* Quoted passage:
===============

Research Article: Meta-analysis of the rs243865 MMP-2 polymorphism and age-related macular degeneration risk

Date Published: March 7, 2019

Publisher: Public Library of Science

Author(s): Ricardo Usategui-Martín, Salvador Pastor-Idoate, Antonio J. Chamorro, Itziar Fernández, Iván Fernández-Bueno, Miguel Marcos-Martín, Rogelio González-Sarmiento, José Carlos Pastor, Demetrios G. Vavvas.


Several researchers have suggested that the rs243865 (16q13-q21) polymorphism in the promoter region of the metalloproteinase-2 (MMP-2) gene could be associated with an increased risk of developing age-related macular degeneration (AMD). However, previous results remain inconclusive. To clarify this controversy, we conducted a meta-analysis of the relationship between rs243865 of MMP-2 and AMD.

We included 6 independent case-control studies involving 1,682 AMD patients and 2,295 healthy subjects. The association between the rs243865 polymorphism and AMD was examined by the overall odds ratio (OR) with a 95% confidence interval (CI). We used a recessive genetic model analysis, sensitivity analysis, and assessment of bias in our meta-analysis.

Our results showed that there was no significant association between the variant T allele (p-value = 0.10, OR [95%CI] = 0.95 [0.82–1.10]) or the CT+TT genotype (p-value = 0.16, OR [95%CI] = 0.92 [0.76–1.12]) of rs243865 MMP-2 polymorphism and the presence of AMD.

The rs243865 MMP-2 polymorphism was not associated with an increased risk of developing AMD. The MMP-2 (-1306 C>T) promoter variant is unlikely to have a major role in AMD risk susceptibility.

Partial Text

Age-related macular degeneration (AMD) is the leading cause of severe vision loss and blindness worldwide, and the incidence in developed countries ranges from 9% to 25% at ages 65 to 75 years [1,2]. The risk of developing advanced AMD lesions increases with age and is ten-fold greater in people over 85 years compared those 65 to 75 years old [3]. According to the severity of the disease, AMD is classified as early, intermediate, and advanced. The advanced form includes atrophic and/or neovascular conditions [4].

===============

* Given data:
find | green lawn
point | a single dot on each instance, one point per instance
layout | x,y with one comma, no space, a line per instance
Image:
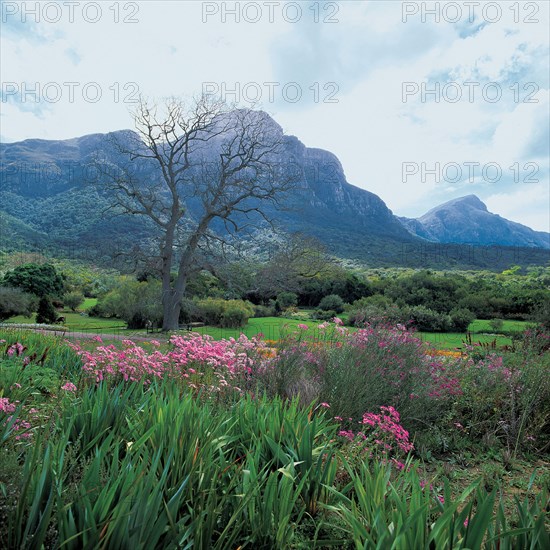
273,327
270,327
481,325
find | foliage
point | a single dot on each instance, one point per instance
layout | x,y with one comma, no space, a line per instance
224,313
163,448
332,302
73,299
14,301
429,320
285,300
461,319
40,280
133,301
46,313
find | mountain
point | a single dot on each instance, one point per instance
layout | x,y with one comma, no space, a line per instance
467,220
48,187
49,201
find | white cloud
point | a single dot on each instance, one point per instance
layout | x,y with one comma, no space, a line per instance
369,53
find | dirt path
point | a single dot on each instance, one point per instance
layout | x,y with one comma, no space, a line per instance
75,335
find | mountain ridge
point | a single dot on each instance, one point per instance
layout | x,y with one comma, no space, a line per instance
46,186
467,220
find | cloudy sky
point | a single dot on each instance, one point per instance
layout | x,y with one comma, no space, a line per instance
421,101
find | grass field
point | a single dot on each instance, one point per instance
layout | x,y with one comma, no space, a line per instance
273,327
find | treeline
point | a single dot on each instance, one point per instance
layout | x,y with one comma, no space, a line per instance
297,278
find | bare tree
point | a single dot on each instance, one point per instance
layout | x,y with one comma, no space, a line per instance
187,168
303,258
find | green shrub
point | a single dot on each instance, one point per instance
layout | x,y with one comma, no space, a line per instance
224,313
73,299
332,302
425,319
236,314
461,319
133,301
263,311
46,313
322,315
374,314
285,300
496,324
14,301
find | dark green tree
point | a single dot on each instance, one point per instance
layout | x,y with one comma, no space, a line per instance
40,280
46,313
73,299
13,301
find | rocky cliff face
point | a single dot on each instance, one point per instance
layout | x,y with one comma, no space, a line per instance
467,220
46,187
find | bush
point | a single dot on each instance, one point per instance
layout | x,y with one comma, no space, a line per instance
263,311
496,324
425,319
286,300
236,314
332,302
461,319
14,301
41,280
324,315
46,313
73,299
133,301
224,313
374,312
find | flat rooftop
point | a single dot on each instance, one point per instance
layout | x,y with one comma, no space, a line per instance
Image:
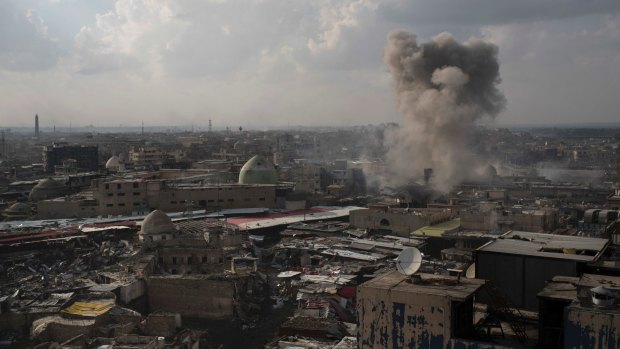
565,247
438,285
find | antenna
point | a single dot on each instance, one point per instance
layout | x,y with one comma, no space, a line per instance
470,273
409,261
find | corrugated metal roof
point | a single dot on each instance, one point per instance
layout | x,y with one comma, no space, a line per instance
89,309
547,246
438,230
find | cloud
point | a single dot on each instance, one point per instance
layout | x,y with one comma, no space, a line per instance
25,44
289,61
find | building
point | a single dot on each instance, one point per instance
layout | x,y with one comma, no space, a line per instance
568,318
36,126
86,156
532,259
258,170
430,311
399,221
48,188
137,195
146,156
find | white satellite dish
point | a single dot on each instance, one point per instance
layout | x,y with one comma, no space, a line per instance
409,261
471,271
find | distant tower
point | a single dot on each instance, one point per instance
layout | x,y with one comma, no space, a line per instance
36,125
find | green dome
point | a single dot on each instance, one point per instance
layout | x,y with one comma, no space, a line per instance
258,170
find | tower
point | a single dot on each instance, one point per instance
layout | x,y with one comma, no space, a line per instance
36,125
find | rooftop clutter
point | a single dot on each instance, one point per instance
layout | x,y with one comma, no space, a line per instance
258,170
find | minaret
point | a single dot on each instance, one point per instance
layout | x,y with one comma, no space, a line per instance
36,125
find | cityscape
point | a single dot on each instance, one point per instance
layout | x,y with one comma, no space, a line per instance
304,212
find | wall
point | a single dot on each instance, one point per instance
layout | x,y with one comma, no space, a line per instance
399,223
194,297
591,328
393,319
50,209
121,197
172,199
528,275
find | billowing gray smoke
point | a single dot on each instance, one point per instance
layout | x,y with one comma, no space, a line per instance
443,87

===============

* Problem 1:
Shorten the paragraph of the MMP-2 meta-analysis beginning "We included 6 independent case-control studies" into a bulleted list that keeps its main facts.
* Problem 2:
From the MMP-2 meta-analysis, copy the passage between "Author(s): Ricardo Usategui-Martín, Salvador" and "MMP-2 and AMD.", inclusive.

* Exercise answer 1:
- Six independent case-control studies: 1,682 AMD patients and 2,295 healthy subjects
- Association between rs243865 and AMD measured by the overall odds ratio (OR) with a 95% confidence interval (CI)
- Methods: recessive genetic model analysis, sensitivity analysis, and bias assessment

* Exercise answer 2:
Author(s): Ricardo Usategui-Martín, Salvador Pastor-Idoate, Antonio J. Chamorro, Itziar Fernández, Iván Fernández-Bueno, Miguel Marcos-Martín, Rogelio González-Sarmiento, José Carlos Pastor, Demetrios G. Vavvas.


Several researchers have suggested that the rs243865 (16q13-q21) polymorphism in the promoter region of the metalloproteinase-2 (MMP-2) gene could be associated with an increased risk of developing age-related macular degeneration (AMD). However, previous results remain inconclusive. To clarify this controversy, we conducted a meta-analysis of the relationship between rs243865 of MMP-2 and AMD.